*WORK INSTRUCTION*. Reproduce only the lines of the material below that start at the line containing "Tag the lettuce" and stop at the line containing "[[664, 1502], [217, 1451]]". Keep both end lines.
= = = = =
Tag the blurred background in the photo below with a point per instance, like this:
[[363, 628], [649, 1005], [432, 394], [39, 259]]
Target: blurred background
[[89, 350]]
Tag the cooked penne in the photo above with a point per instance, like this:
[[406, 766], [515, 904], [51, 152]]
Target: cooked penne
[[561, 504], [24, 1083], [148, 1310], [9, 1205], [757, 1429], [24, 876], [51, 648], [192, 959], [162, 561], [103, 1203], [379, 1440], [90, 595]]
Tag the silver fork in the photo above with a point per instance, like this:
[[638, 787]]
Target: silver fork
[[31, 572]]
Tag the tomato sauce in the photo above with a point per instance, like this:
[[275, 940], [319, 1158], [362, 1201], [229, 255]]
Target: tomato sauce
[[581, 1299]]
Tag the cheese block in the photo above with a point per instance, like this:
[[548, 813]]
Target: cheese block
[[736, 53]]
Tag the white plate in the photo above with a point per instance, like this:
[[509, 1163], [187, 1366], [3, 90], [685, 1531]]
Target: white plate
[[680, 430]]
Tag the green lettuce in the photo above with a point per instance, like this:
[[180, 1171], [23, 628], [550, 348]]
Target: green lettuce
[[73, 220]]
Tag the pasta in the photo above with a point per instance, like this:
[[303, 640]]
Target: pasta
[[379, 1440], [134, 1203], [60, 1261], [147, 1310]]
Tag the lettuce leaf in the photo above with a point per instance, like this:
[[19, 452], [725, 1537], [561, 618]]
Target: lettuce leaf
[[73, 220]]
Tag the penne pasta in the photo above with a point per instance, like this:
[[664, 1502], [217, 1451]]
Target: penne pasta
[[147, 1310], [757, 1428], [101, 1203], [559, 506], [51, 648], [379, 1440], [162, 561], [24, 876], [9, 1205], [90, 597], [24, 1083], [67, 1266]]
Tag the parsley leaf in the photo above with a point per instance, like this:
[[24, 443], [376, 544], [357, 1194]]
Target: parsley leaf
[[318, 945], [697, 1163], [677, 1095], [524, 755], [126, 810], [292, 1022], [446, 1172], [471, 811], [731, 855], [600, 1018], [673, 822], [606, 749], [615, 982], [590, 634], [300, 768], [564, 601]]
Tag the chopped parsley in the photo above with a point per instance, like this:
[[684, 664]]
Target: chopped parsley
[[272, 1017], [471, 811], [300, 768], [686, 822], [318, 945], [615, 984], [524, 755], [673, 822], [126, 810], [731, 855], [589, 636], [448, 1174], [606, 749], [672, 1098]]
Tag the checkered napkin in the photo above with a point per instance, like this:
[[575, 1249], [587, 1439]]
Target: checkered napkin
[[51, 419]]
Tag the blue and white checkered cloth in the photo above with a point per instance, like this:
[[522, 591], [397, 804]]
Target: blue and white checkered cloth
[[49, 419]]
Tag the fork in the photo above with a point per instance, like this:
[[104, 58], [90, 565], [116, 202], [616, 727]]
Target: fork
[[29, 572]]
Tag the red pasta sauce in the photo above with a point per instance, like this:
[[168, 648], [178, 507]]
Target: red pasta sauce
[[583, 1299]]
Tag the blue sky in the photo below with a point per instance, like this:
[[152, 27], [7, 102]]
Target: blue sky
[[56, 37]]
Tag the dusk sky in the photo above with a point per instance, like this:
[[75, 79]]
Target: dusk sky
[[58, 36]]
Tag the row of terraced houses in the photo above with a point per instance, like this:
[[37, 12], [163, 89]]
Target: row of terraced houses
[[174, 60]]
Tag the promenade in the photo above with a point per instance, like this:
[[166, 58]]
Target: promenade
= = = = =
*SOLUTION TO THIS TASK*.
Tag the lettuce leaf in the photo above with a point per instance, like this:
[[19, 452], [725, 1537], [561, 618]]
Target: lettuce leaf
[[73, 220]]
Tag the penne pasta in the photo above with a point per instance, like this:
[[664, 1502], [217, 1451]]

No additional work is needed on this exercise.